Activities →
(A) From the APOBEC3B chondrosarcoma passage, return the stretch from "Kaplan-Meier survival plots" through "and III, respectively." word for word.
(B) In one to three sentences, explain why the authors of the APOBEC3B chondrosarcoma passage ran real-time PCR of APOBEC3B mRNA on the specimens.
(C) Write what comes next in the APOBEC3B chondrosarcoma passage, picking up after its final sentence.

==== Supplied passage ====

The sections were then incubated with the biotinylated secondary
antibodies and visualized by DAB. Counterstaining was carried out
with hematoxylin. The sections were dehydrated in alcohol and
coverslipped. For the negative controls, PBS replaced the primary
antibody.
Statistical analysis
All experiments were performed in triplicate, and
the results are expressed as the means ± standard deviation (SD).
Kaplan-Meier survival plots were generated and comparisons were
carried out with log-rank statistics. A P-value <0.05 was
considered to indicate a statistically significant result. All the
statistical analyses and graphics were performed with GraphPad
Prism version 5.00 for Windows (GraphPad Software, San Diego, CA,
USA).
Results
Assessment of levels of APOBEC3B mRNA and
protein in 52 human chondrosarcoma specimens
Western blotting and immunohistochemical staining
were carried out to investigate the protein levels of APOBEC3B in
the chondrosarcoma specimens of grade I, II and III, respectively.
As shown in Fig. 1A and C, the
level of APOBEC3B protein in the chondrosarcoma tissues was higher
than the level in the normal tissues (P<0.05). To examine the
relationship between the level of APOBEC3B protein and the level of
APOBEC3B transcription, real-time PCR of APOBEC3B
mRNA was carried out in the chondrosarcoma specimens. The results
showed that the level of APOBEC3B mRNA was also higher in
the chondrosarcoma specimens than the level in the normal tissues
and coincident with the level of protein (P<0.05, Fig. 1B). The levels of APOBEC3B
mRNA and protein were higher in the cancer tissues of grade III
than levels in tissues of grade I or II (P<0.05, Fig. 1). Kaplan-Meier analysis showed that
APOBEC3B expression was correlated with the unfavorable prognosis
of patients with grade I, II and III stage chondrosarcoma
(P<0.05, Fig. 1D).
Effects of APOBEC3B knockdown on
biological phenotypes of chondrosarcoma cells
SW1353, OUMS-27 and RUNX3-positive SW1353 cells were
transfected with the APOBEC3B shRNA plasmid, and expression of
APOBEC3B was determined by western blotting and immunofluorescence
analysis. As shown in Fig. 2, the
results of the western blot analysis and immunofluorescence
analysis confirmed decreased APOBEC3B protein levels in the three
cell lines after transfection.

==== Data supplied ====

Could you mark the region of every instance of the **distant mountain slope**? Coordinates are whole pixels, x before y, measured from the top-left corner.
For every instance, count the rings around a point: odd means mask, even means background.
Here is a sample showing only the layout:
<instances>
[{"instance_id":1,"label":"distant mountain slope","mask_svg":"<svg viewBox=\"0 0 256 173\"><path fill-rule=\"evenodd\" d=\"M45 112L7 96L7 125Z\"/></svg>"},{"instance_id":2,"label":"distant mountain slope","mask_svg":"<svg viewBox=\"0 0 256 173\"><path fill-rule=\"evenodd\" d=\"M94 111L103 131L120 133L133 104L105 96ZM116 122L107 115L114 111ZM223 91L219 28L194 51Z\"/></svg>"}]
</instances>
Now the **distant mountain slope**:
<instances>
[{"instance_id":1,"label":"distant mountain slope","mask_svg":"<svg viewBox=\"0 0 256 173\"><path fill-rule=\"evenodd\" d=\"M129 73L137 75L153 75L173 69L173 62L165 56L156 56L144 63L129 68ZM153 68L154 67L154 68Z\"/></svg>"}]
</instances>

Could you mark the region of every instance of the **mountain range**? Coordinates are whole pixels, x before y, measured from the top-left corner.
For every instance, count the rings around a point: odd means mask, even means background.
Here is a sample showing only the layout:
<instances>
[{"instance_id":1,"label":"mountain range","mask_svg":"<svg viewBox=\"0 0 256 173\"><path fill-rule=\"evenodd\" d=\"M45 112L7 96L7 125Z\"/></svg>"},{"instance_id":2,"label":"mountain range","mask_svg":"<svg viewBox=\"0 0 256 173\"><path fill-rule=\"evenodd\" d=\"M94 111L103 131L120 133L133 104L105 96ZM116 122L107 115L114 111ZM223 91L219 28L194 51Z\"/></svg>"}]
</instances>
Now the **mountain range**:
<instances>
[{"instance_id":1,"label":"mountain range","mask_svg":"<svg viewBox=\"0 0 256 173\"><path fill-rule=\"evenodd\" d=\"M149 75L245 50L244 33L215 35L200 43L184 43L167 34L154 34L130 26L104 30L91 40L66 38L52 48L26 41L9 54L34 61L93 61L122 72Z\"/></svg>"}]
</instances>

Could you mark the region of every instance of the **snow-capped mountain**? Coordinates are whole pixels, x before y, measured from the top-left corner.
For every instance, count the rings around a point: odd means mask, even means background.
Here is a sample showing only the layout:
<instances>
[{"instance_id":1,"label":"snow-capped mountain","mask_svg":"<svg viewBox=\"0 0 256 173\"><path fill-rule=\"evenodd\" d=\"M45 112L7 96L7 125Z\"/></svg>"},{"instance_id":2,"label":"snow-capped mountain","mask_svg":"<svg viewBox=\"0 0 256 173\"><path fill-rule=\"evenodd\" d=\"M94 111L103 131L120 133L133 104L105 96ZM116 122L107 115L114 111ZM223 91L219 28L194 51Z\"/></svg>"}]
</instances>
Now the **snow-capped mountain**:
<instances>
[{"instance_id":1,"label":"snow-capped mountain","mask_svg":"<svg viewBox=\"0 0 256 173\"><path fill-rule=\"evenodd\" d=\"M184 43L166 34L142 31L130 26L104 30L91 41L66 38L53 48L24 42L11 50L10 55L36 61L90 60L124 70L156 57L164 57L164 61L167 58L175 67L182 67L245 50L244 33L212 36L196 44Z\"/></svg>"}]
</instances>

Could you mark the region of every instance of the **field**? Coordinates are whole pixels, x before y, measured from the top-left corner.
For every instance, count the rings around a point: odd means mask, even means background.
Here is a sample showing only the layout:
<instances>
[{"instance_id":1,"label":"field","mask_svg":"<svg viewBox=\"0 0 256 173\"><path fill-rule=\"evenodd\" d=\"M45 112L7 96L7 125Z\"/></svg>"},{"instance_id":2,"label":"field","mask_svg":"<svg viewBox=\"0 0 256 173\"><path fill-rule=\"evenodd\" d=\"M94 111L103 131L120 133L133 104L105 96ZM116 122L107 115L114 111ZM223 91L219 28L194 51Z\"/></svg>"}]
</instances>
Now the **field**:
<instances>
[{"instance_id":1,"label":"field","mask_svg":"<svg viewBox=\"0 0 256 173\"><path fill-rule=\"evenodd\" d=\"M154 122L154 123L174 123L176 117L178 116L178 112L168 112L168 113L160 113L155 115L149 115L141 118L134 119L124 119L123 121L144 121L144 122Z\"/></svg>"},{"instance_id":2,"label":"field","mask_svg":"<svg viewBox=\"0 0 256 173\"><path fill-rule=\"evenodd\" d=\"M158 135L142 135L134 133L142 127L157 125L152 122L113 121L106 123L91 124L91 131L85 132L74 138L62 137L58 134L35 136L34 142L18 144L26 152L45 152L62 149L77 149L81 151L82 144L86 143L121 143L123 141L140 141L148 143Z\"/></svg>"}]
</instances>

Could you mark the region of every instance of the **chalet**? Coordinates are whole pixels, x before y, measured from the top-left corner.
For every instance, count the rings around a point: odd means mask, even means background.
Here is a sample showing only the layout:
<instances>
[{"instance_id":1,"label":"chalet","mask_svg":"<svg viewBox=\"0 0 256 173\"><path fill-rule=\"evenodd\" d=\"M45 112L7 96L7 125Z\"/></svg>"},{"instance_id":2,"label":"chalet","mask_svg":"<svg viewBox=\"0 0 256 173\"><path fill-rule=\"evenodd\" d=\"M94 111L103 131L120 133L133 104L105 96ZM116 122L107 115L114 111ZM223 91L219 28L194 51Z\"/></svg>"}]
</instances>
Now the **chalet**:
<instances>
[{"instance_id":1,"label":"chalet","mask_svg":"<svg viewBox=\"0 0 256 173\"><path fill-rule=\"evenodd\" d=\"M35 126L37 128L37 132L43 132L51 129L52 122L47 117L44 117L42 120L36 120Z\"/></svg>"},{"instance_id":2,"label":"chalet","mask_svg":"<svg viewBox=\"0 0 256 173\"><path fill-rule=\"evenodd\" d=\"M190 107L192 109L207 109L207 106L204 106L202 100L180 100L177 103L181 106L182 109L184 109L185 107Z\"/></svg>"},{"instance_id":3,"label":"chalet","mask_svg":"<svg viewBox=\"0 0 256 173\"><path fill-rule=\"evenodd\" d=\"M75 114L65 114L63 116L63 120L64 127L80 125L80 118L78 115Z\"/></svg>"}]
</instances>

====

Task-by-task answers →
(A)
Kaplan-Meier survival plots were generated and comparisons were
carried out with log-rank statistics. A P-value <0.05 was
considered to indicate a statistically significant result. All the
statistical analyses and graphics were performed with GraphPad
Prism version 5.00 for Windows (GraphPad Software, San Diego, CA,
USA).
Results
Assessment of levels of APOBEC3B mRNA and
protein in 52 human chondrosarcoma specimens
Western blotting and immunohistochemical staining
were carried out to investigate the protein levels of APOBEC3B in
the chondrosarcoma specimens of grade I, II and III, respectively.

(B) They ran it to examine the relationship between the level of APOBEC3B protein and the level of APOBEC3B transcription. The mRNA level was also higher in the chondrosarcoma specimens than in the normal tissues, and it matched the protein level.

(C)
The results from the colony formation assay showed
that the proliferation rates of the SW1353 and OUMS-27 cells after
transfection were slightly lower than the rates in the untreated
cell lines (P<0.05, Fig. 3A).
The proliferation rate of the RUNX3-positive SW1353 cells was lower
than the rate in the RUNX3-negative cells (P<0.05, Fig. 3A). Notably, the RUNX3-positive
SW1353 cells following APOBEC3B shRNA plasmid transfection had the
lowest proliferative rate among the cell lines (P<0.05, Fig. 3A). The percentage of apoptotic cells
in each group was determined by Annexin V and PI double-staining.
Correspondingly, the RUNX3-positive SW1353 cells after APOBEC3B
shRNA plasmid transfection exhibited increased apoptosis
(6.26±0.42%) compared to the percentage of apoptosis in the SW1353
(0.35±0.09%) and RUNX3-positive SW1353 cells (1.28±0.16%)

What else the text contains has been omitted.